▸ What to do:
Put the lines of the records below into a Markdown table with two columns, Row and Line, numbering each line and skipping blank lines. Leave the pictures out of the table.

▸ Recorded data:
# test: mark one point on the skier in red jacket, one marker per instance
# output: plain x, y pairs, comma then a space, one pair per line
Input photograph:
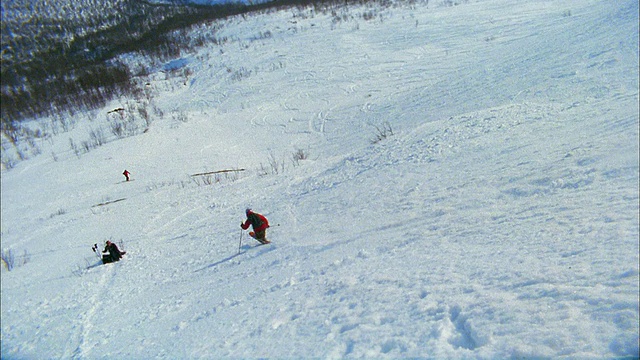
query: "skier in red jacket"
260, 225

▸ Task solution:
| Row | Line |
|---|---|
| 1 | # test: mark one point on the skier in red jacket, one marker per instance |
| 2 | # output: plain x, y pairs, comma then a space, one pair per line |
| 3 | Input photograph: |
| 4 | query: "skier in red jacket" |
| 5 | 260, 225 |